━━ DATA PROVIDED ━━
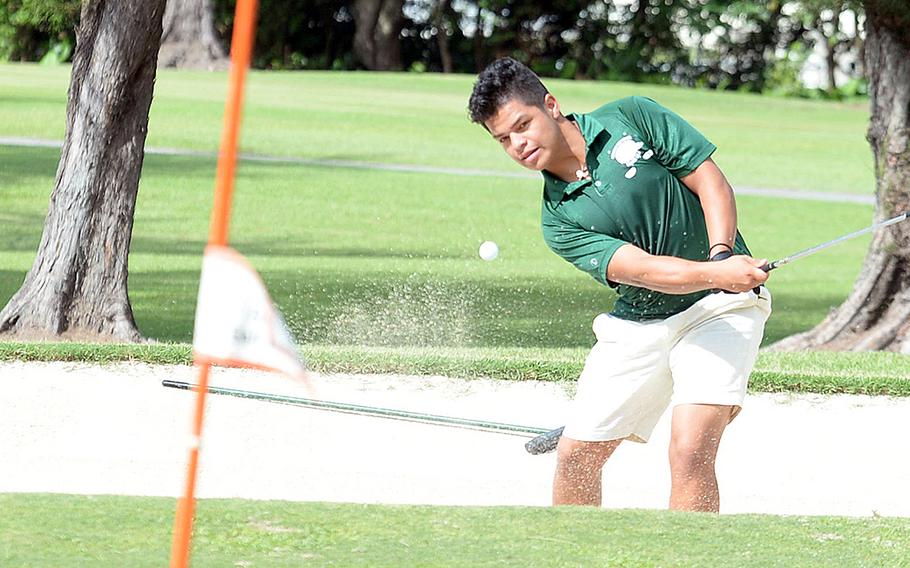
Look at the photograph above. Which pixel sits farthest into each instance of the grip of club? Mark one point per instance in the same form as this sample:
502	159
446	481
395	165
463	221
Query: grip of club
544	443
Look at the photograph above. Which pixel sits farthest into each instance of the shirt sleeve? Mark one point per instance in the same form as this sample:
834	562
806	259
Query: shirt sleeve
588	251
678	145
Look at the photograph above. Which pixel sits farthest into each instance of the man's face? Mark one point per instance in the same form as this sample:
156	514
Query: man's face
528	133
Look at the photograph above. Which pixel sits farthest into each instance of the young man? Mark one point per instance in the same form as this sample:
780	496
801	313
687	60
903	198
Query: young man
632	197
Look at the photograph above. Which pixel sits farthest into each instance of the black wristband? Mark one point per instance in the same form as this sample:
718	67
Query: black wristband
722	255
719	245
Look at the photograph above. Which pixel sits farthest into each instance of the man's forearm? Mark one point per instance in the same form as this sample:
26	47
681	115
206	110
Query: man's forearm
669	275
717	202
672	275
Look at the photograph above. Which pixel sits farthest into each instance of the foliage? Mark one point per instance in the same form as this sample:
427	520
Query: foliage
32	30
736	45
297	34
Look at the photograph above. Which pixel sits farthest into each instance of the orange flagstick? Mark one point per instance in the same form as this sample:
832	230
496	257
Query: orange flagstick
241	52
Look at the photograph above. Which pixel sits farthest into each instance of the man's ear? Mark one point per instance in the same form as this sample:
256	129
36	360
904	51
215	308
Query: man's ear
551	105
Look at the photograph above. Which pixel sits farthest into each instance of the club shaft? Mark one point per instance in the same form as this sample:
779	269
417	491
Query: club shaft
368	410
831	243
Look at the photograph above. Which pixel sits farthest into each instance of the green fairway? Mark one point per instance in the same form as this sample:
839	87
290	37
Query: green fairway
379	258
56	530
422	119
382	259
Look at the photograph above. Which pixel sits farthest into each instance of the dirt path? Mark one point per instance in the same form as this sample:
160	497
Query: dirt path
76	428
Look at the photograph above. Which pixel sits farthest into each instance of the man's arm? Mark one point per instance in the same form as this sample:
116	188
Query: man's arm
670	275
717	202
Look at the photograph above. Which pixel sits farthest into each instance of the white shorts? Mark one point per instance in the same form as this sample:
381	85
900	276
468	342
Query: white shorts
703	355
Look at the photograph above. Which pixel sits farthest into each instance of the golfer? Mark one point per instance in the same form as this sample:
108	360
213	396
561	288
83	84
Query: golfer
632	197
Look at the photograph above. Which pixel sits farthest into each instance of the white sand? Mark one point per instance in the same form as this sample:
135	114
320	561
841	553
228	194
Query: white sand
76	428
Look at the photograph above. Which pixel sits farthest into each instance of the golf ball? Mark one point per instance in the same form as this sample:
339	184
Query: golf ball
488	250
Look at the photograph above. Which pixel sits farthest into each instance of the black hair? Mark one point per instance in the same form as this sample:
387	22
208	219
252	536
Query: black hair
503	80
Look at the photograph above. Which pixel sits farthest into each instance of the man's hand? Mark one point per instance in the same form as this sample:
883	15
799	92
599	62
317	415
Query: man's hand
671	275
737	273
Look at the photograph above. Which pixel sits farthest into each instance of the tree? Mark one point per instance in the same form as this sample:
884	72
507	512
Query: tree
77	286
376	39
188	40
876	315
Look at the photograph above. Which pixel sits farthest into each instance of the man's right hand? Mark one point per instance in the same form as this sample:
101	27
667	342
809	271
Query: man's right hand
737	273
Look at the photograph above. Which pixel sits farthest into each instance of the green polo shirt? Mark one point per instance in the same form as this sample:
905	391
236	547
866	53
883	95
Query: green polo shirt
636	152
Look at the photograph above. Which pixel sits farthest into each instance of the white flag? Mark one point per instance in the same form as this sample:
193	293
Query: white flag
237	325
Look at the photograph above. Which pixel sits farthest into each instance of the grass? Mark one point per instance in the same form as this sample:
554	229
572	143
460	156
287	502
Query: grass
380	258
377	271
815	372
422	119
100	531
387	260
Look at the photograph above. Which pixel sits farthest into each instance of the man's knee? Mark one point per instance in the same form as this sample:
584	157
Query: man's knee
696	438
576	454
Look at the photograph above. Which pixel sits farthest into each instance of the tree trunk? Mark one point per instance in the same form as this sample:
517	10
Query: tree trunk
831	63
378	25
442	35
77	286
188	40
876	315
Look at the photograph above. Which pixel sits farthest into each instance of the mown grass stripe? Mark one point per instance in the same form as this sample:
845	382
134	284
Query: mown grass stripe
804	372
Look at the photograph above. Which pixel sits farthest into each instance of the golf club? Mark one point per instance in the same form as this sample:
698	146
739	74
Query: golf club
547	441
838	240
483	425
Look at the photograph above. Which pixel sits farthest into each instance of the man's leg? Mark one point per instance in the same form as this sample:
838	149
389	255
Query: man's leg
579	467
694	438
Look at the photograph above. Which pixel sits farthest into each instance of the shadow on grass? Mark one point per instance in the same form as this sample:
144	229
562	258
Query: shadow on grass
420	310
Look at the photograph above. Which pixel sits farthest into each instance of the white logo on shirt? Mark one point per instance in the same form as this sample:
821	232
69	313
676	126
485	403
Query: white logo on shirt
627	151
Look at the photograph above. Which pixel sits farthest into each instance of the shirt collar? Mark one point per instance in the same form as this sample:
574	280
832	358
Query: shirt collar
595	135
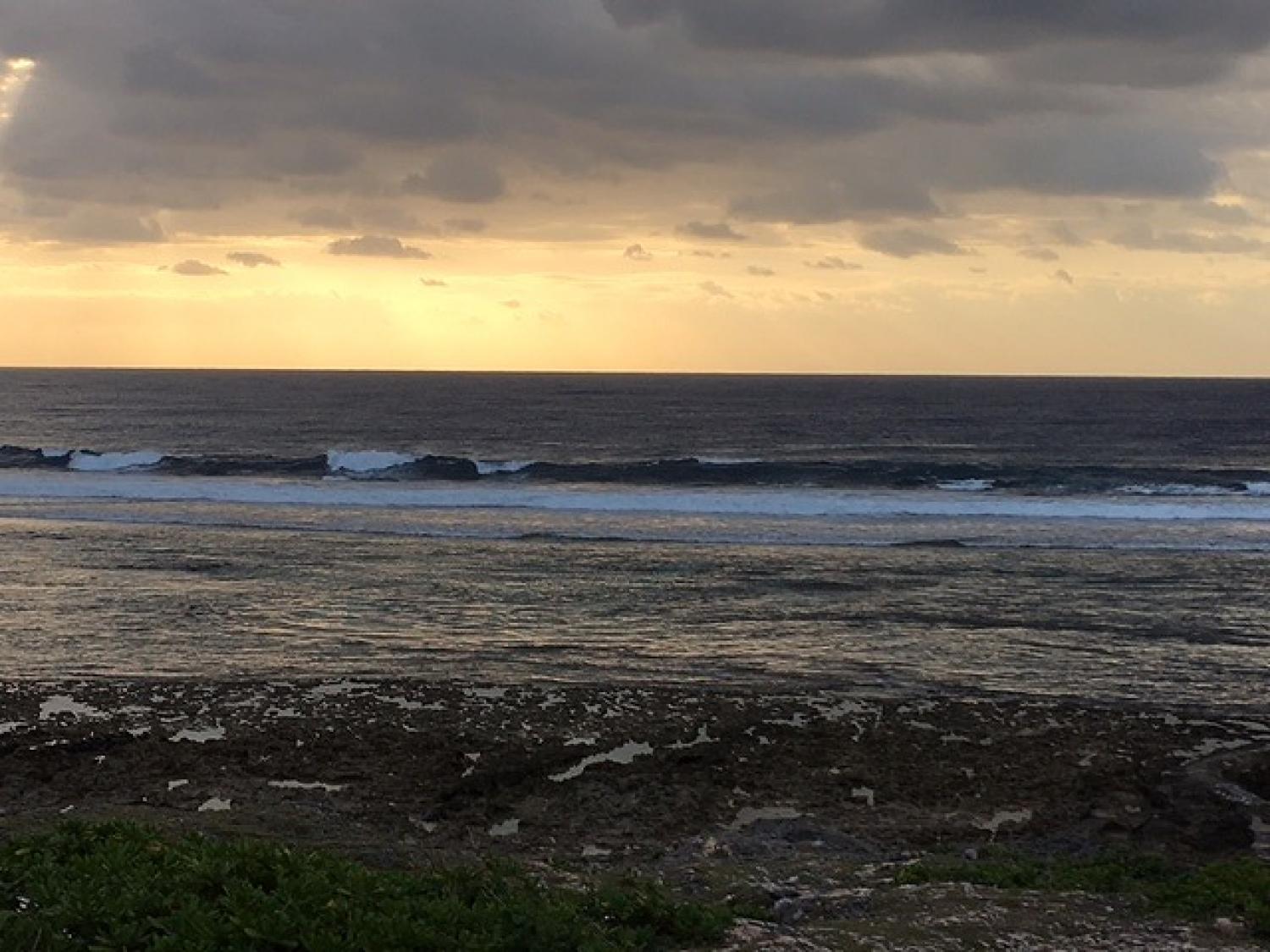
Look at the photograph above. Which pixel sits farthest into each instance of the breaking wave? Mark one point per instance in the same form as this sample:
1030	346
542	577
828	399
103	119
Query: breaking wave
━━━
▶ **WORK INSTRUCTION**: Among the lines of the data, identify those with the word "breaking". Copy each of them.

▶ **SOLUTION TO THE EXERCISE**:
Look at the photograph above. Which pixel sits farthest into each instance of the breaking wave? Mark one point per instance in the same form as this sample:
Query: breaking wave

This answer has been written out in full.